Data provided start
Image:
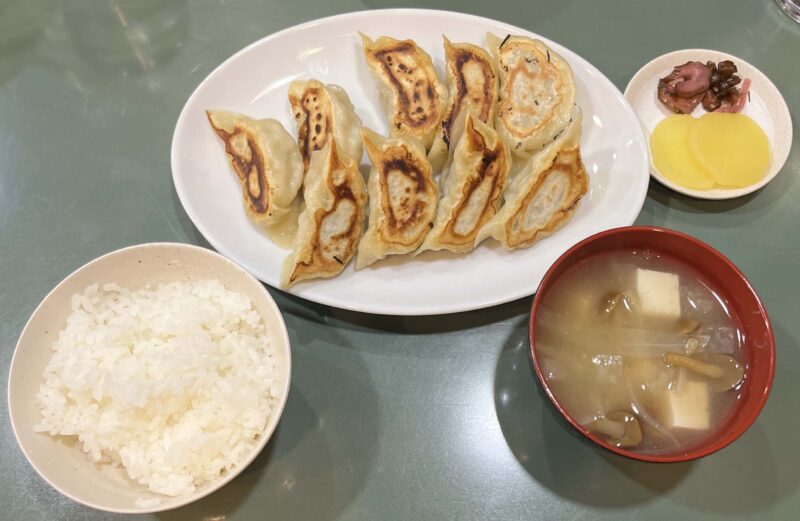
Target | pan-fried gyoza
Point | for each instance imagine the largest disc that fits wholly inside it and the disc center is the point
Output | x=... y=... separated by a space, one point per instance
x=403 y=197
x=414 y=97
x=266 y=161
x=321 y=111
x=543 y=196
x=472 y=184
x=332 y=222
x=537 y=93
x=472 y=83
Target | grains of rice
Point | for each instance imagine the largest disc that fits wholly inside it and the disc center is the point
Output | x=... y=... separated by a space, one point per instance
x=174 y=383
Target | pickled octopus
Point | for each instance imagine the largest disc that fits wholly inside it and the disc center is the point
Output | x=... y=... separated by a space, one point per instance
x=714 y=85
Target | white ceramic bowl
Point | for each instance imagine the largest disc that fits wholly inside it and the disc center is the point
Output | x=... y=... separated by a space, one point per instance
x=64 y=466
x=766 y=106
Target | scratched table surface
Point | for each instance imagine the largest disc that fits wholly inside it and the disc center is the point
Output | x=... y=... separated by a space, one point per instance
x=387 y=418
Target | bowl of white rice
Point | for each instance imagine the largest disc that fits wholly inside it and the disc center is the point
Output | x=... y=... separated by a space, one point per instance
x=149 y=378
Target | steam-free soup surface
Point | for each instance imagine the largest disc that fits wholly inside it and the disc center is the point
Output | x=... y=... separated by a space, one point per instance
x=602 y=333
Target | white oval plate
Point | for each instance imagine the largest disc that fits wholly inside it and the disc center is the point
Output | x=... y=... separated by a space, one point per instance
x=766 y=106
x=255 y=81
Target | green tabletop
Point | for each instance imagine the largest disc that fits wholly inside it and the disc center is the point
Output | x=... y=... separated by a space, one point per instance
x=387 y=418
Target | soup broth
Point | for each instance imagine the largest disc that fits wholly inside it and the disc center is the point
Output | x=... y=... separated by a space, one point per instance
x=634 y=340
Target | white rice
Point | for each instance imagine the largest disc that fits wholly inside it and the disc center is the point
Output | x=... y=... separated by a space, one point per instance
x=175 y=383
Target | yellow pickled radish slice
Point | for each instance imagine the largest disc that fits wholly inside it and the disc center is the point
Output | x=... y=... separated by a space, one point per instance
x=672 y=157
x=731 y=147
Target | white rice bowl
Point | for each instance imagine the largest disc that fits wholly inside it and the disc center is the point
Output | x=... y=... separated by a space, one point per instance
x=175 y=383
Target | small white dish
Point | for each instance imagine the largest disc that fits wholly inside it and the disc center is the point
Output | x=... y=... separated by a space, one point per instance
x=255 y=81
x=766 y=106
x=64 y=466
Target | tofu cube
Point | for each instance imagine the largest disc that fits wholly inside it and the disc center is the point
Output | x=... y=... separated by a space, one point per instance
x=659 y=293
x=689 y=405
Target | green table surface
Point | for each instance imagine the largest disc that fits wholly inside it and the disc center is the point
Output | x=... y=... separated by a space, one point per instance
x=388 y=417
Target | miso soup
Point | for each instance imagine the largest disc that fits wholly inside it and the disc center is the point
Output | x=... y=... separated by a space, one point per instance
x=638 y=350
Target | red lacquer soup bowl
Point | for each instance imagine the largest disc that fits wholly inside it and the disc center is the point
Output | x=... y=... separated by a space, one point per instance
x=735 y=292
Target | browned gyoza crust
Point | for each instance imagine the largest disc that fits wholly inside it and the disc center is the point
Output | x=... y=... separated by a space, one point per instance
x=543 y=195
x=537 y=93
x=567 y=164
x=481 y=93
x=312 y=110
x=403 y=198
x=473 y=186
x=249 y=164
x=417 y=98
x=343 y=200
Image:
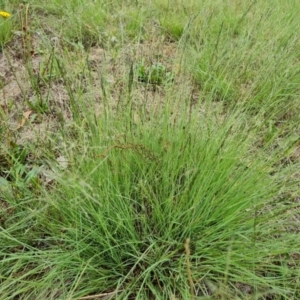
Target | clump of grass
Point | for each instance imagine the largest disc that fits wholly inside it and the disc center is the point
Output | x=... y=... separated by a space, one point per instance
x=118 y=217
x=183 y=198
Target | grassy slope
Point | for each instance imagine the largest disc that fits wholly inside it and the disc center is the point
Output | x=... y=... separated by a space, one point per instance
x=105 y=200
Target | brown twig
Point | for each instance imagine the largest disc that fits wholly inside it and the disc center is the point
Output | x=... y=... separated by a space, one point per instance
x=98 y=295
x=188 y=267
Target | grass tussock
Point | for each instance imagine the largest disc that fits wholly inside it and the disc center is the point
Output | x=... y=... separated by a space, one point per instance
x=171 y=173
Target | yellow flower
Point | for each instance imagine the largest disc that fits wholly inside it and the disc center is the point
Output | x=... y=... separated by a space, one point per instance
x=4 y=14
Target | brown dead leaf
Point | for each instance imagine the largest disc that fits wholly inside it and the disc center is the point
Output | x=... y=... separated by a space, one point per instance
x=26 y=115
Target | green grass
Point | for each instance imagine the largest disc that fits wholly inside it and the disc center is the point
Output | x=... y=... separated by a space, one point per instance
x=104 y=197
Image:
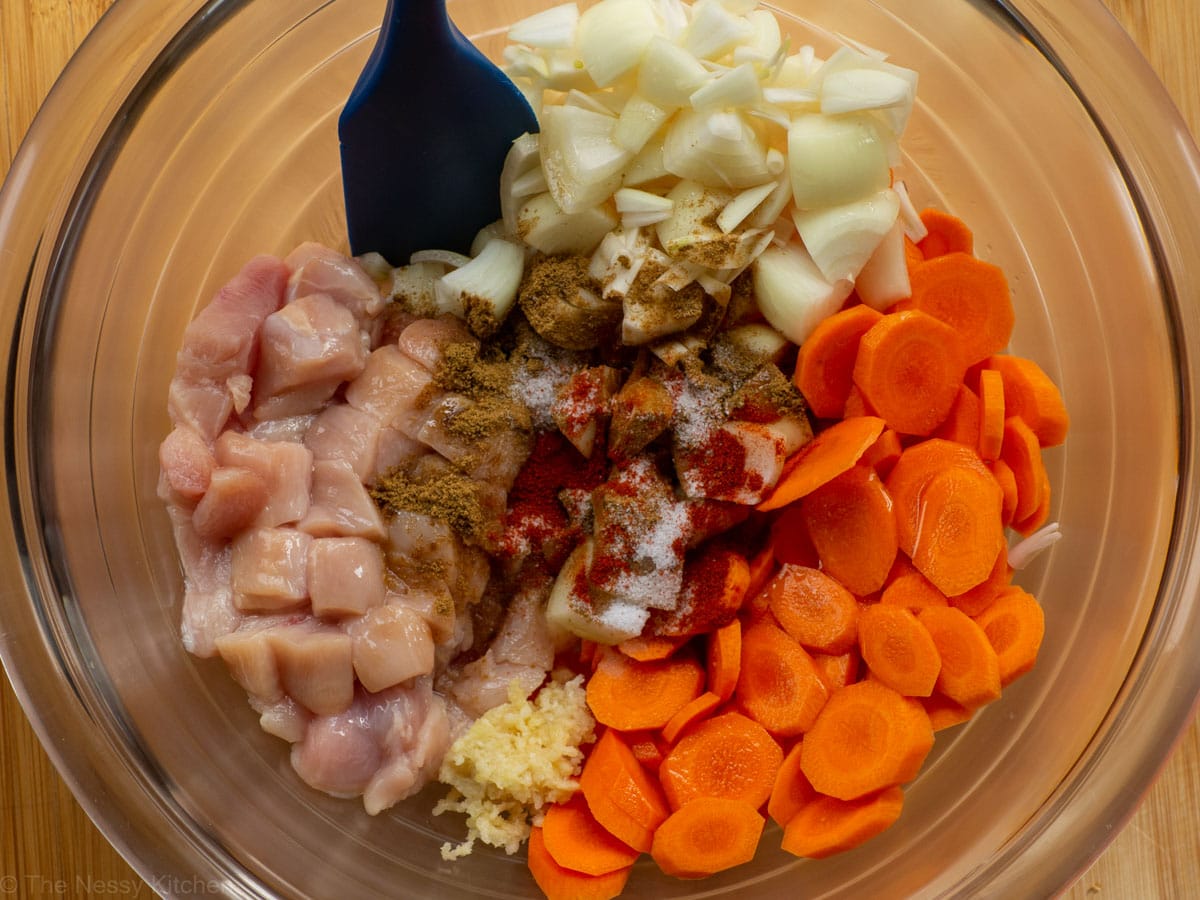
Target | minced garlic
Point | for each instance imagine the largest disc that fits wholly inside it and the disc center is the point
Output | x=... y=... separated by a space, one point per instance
x=515 y=761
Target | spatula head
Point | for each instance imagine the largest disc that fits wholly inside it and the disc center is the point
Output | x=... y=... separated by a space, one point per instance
x=424 y=138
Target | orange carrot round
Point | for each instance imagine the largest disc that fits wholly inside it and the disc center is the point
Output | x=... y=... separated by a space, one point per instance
x=910 y=369
x=898 y=651
x=829 y=454
x=826 y=359
x=1033 y=397
x=970 y=672
x=814 y=609
x=779 y=687
x=690 y=714
x=561 y=883
x=791 y=790
x=629 y=695
x=729 y=756
x=867 y=738
x=828 y=826
x=853 y=529
x=725 y=659
x=971 y=297
x=576 y=841
x=707 y=835
x=622 y=795
x=946 y=234
x=1014 y=625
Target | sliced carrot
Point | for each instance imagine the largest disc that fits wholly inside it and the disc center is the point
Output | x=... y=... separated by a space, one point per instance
x=1033 y=397
x=971 y=297
x=691 y=713
x=829 y=826
x=1023 y=454
x=852 y=526
x=729 y=755
x=1014 y=627
x=814 y=609
x=910 y=367
x=647 y=750
x=961 y=425
x=791 y=791
x=646 y=648
x=725 y=659
x=707 y=835
x=837 y=670
x=882 y=455
x=909 y=588
x=826 y=360
x=868 y=737
x=622 y=795
x=629 y=695
x=779 y=687
x=979 y=598
x=829 y=454
x=959 y=531
x=1007 y=481
x=576 y=841
x=898 y=651
x=790 y=539
x=561 y=883
x=945 y=713
x=947 y=234
x=991 y=420
x=1039 y=516
x=917 y=465
x=856 y=405
x=970 y=672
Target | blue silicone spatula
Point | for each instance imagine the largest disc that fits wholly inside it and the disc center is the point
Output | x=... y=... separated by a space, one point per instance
x=424 y=137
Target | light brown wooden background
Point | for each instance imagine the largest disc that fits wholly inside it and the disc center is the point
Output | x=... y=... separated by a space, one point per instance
x=47 y=843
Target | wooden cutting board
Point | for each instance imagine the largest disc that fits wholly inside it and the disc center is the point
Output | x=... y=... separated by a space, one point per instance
x=49 y=849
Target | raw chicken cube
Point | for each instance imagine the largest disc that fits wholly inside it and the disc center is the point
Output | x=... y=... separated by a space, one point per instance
x=270 y=569
x=186 y=461
x=391 y=645
x=220 y=347
x=316 y=667
x=317 y=269
x=341 y=505
x=345 y=576
x=307 y=349
x=342 y=432
x=393 y=387
x=286 y=467
x=234 y=499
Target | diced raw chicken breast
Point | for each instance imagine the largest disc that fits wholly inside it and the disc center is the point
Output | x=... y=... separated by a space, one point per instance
x=345 y=576
x=391 y=645
x=186 y=461
x=307 y=349
x=286 y=467
x=342 y=432
x=208 y=611
x=316 y=667
x=393 y=387
x=426 y=340
x=317 y=269
x=234 y=499
x=221 y=345
x=385 y=745
x=341 y=505
x=270 y=569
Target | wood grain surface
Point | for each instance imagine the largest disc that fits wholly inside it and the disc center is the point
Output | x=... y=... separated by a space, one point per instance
x=49 y=849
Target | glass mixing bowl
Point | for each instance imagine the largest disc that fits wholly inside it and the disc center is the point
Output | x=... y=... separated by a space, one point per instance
x=190 y=135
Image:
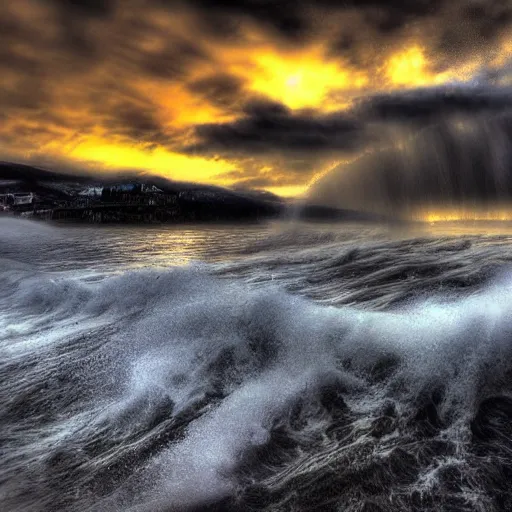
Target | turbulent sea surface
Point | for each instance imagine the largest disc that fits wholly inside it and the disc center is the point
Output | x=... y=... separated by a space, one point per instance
x=281 y=367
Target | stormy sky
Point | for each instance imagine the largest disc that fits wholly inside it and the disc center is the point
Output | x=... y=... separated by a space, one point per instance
x=267 y=94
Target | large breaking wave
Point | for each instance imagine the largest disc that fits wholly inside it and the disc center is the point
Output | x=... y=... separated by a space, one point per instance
x=178 y=390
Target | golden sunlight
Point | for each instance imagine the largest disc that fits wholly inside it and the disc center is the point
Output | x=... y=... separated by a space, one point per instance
x=176 y=166
x=462 y=214
x=301 y=80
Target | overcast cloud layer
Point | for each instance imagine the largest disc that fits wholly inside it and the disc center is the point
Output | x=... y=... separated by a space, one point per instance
x=255 y=92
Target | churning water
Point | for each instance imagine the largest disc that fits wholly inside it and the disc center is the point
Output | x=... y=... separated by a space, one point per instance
x=280 y=368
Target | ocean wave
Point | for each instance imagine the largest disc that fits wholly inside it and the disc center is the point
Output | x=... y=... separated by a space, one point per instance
x=178 y=390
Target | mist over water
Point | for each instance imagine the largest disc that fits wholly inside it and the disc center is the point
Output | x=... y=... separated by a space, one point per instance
x=457 y=162
x=303 y=368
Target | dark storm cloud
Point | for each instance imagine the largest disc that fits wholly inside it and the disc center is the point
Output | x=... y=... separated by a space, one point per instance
x=425 y=105
x=292 y=18
x=93 y=8
x=268 y=127
x=271 y=128
x=220 y=89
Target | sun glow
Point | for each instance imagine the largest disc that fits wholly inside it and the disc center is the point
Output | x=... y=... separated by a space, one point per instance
x=457 y=215
x=301 y=80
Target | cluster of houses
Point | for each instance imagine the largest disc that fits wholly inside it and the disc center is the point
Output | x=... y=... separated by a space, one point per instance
x=124 y=195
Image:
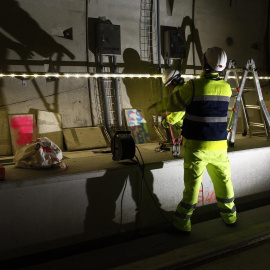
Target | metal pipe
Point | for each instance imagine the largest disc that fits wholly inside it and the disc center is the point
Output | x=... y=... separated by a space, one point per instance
x=158 y=45
x=117 y=99
x=87 y=62
x=104 y=95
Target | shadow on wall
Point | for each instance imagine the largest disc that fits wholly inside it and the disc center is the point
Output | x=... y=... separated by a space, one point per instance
x=121 y=202
x=142 y=92
x=192 y=42
x=31 y=39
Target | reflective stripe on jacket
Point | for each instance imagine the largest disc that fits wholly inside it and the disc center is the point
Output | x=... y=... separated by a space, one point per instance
x=208 y=93
x=206 y=115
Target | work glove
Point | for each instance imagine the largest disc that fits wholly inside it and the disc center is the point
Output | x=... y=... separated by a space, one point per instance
x=164 y=123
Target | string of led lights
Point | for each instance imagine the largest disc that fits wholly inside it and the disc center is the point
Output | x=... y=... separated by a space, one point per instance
x=105 y=75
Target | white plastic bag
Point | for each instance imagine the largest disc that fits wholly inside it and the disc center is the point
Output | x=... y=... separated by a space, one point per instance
x=42 y=153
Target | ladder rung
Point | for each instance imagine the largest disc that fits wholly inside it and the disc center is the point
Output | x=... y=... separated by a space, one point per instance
x=256 y=107
x=252 y=124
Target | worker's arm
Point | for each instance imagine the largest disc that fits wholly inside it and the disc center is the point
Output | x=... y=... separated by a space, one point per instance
x=177 y=101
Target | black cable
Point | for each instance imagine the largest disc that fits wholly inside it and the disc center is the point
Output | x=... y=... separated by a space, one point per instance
x=142 y=167
x=122 y=198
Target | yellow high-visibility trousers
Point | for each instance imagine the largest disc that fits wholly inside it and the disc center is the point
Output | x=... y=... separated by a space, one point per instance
x=218 y=167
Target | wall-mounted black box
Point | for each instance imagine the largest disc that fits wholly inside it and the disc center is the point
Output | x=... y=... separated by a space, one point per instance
x=174 y=44
x=108 y=39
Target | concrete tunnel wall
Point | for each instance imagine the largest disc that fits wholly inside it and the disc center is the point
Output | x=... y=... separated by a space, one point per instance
x=40 y=214
x=47 y=213
x=32 y=42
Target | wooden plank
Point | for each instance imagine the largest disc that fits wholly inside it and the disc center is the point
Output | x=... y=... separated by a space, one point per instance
x=136 y=123
x=22 y=130
x=84 y=138
x=5 y=141
x=49 y=125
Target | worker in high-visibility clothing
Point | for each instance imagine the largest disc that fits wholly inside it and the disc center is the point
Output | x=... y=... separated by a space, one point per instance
x=206 y=102
x=171 y=78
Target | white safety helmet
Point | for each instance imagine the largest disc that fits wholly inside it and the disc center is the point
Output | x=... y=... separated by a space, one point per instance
x=216 y=58
x=169 y=75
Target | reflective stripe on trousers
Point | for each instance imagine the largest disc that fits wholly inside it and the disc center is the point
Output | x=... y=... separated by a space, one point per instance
x=218 y=167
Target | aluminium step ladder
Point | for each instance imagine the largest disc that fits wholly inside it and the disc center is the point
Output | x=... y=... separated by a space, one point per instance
x=247 y=125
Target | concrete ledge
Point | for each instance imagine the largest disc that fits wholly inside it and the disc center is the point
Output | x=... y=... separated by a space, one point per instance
x=63 y=208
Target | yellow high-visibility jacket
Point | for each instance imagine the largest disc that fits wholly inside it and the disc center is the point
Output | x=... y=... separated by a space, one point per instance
x=206 y=101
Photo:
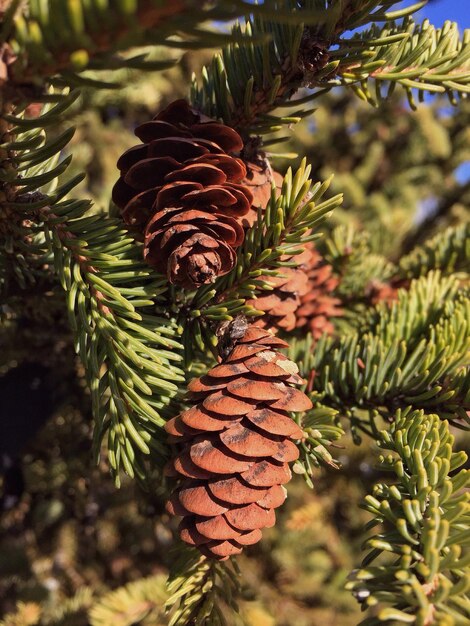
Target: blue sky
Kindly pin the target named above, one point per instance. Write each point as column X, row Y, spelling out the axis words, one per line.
column 440, row 10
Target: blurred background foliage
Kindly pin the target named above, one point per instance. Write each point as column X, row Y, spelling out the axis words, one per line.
column 68, row 538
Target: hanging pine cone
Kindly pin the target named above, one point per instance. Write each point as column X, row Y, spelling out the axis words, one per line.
column 280, row 304
column 182, row 189
column 234, row 445
column 318, row 305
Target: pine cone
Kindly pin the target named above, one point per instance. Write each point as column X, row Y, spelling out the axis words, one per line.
column 280, row 304
column 234, row 445
column 182, row 189
column 318, row 306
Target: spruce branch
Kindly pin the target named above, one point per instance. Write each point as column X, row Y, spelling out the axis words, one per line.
column 247, row 83
column 51, row 38
column 448, row 251
column 131, row 354
column 419, row 57
column 135, row 603
column 414, row 353
column 280, row 232
column 201, row 590
column 415, row 571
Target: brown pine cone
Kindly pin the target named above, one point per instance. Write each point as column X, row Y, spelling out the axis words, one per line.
column 182, row 188
column 234, row 445
column 280, row 304
column 317, row 305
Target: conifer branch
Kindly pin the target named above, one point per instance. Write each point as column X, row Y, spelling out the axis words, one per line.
column 131, row 354
column 288, row 222
column 201, row 590
column 416, row 568
column 414, row 353
column 448, row 251
column 54, row 37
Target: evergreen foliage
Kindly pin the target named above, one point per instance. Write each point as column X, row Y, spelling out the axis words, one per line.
column 394, row 372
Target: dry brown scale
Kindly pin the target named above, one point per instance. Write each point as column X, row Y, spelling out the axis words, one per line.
column 186, row 190
column 280, row 305
column 301, row 296
column 318, row 305
column 234, row 446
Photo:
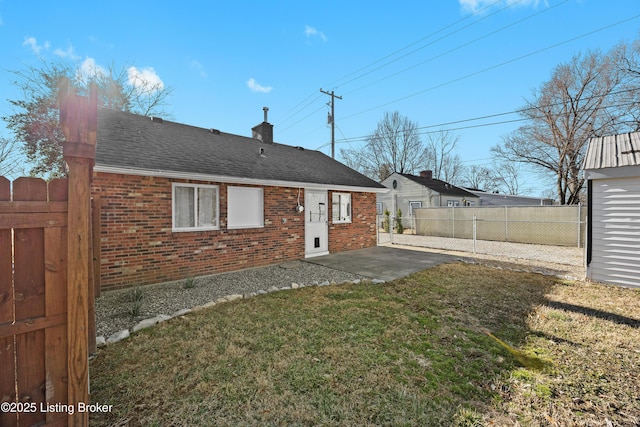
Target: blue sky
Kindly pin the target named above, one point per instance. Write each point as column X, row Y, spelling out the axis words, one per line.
column 437, row 62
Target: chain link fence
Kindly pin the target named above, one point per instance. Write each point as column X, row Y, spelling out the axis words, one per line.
column 554, row 234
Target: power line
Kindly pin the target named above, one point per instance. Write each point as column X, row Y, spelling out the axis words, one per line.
column 459, row 46
column 332, row 121
column 493, row 67
column 443, row 125
column 431, row 43
column 396, row 52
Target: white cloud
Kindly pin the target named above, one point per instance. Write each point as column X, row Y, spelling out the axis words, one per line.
column 197, row 66
column 313, row 32
column 68, row 53
column 256, row 87
column 144, row 78
column 89, row 70
column 473, row 6
column 33, row 44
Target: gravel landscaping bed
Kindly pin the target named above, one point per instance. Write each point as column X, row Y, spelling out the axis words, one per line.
column 113, row 309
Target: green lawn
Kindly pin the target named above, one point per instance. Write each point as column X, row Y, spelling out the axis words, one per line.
column 458, row 344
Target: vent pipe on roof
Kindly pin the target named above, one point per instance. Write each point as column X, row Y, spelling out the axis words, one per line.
column 264, row 131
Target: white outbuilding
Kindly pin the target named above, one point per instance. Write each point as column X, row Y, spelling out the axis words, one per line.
column 612, row 172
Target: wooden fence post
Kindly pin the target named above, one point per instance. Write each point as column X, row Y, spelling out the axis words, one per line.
column 78, row 118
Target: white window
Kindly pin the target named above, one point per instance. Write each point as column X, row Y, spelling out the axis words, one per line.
column 245, row 207
column 195, row 207
column 414, row 205
column 341, row 207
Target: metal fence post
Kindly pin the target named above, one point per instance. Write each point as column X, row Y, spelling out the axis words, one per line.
column 579, row 223
column 474, row 233
column 453, row 222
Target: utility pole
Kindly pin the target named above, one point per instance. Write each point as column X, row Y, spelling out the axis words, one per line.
column 332, row 121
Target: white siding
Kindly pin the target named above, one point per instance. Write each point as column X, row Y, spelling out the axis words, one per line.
column 615, row 256
column 405, row 192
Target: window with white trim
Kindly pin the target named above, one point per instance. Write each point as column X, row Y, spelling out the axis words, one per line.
column 245, row 207
column 379, row 208
column 414, row 205
column 195, row 207
column 341, row 207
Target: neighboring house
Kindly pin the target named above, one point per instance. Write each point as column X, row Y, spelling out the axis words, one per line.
column 409, row 192
column 180, row 201
column 612, row 172
column 497, row 199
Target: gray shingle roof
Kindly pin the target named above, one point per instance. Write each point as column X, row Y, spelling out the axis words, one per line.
column 126, row 140
column 613, row 151
column 439, row 186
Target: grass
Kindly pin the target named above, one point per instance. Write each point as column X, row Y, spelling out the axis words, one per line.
column 135, row 298
column 459, row 344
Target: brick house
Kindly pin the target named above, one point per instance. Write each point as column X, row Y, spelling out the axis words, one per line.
column 180, row 201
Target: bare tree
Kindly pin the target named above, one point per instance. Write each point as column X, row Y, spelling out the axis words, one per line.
column 395, row 146
column 577, row 103
column 34, row 120
column 9, row 162
column 442, row 158
column 480, row 178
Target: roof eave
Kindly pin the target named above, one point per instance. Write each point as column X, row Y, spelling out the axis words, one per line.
column 232, row 179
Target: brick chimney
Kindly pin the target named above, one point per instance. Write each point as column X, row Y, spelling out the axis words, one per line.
column 264, row 131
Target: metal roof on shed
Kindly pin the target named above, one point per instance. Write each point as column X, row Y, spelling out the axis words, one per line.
column 613, row 151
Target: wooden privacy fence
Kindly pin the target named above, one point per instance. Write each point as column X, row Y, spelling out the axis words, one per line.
column 47, row 322
column 33, row 301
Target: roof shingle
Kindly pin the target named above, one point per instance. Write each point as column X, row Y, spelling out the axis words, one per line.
column 126, row 140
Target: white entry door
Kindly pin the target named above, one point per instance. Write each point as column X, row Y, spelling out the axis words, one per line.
column 316, row 233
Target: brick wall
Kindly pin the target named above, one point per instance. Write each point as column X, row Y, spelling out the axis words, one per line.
column 361, row 232
column 138, row 246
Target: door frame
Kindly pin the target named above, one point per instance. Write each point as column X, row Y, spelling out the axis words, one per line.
column 316, row 225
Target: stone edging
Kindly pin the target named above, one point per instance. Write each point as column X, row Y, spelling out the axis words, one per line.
column 146, row 323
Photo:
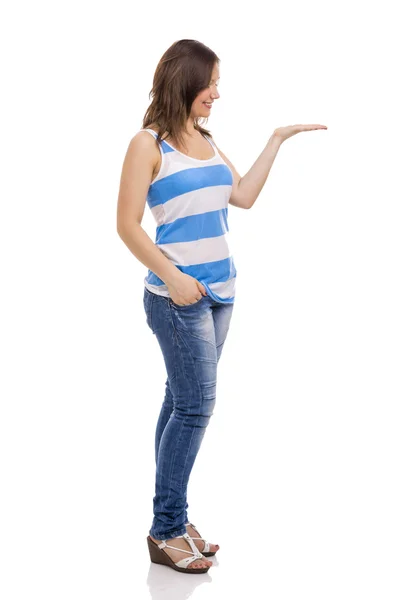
Data provided end
### Given instruction
Echo back the lines between the one holding "Target: metal roof on shed" and the one holding "column 33, row 301", inclusive, reproducing them without any change.

### Expected answer
Target: metal roof on shed
Kindly pin the target named above, one point per instance. Write each point as column X, row Y, spelling out the axis words, one per line.
column 613, row 151
Target: wooden privacy fence
Kindly pin the target named above, one point per instance. Write each point as column X, row Y, spelling out the axis words, one per line.
column 47, row 322
column 33, row 301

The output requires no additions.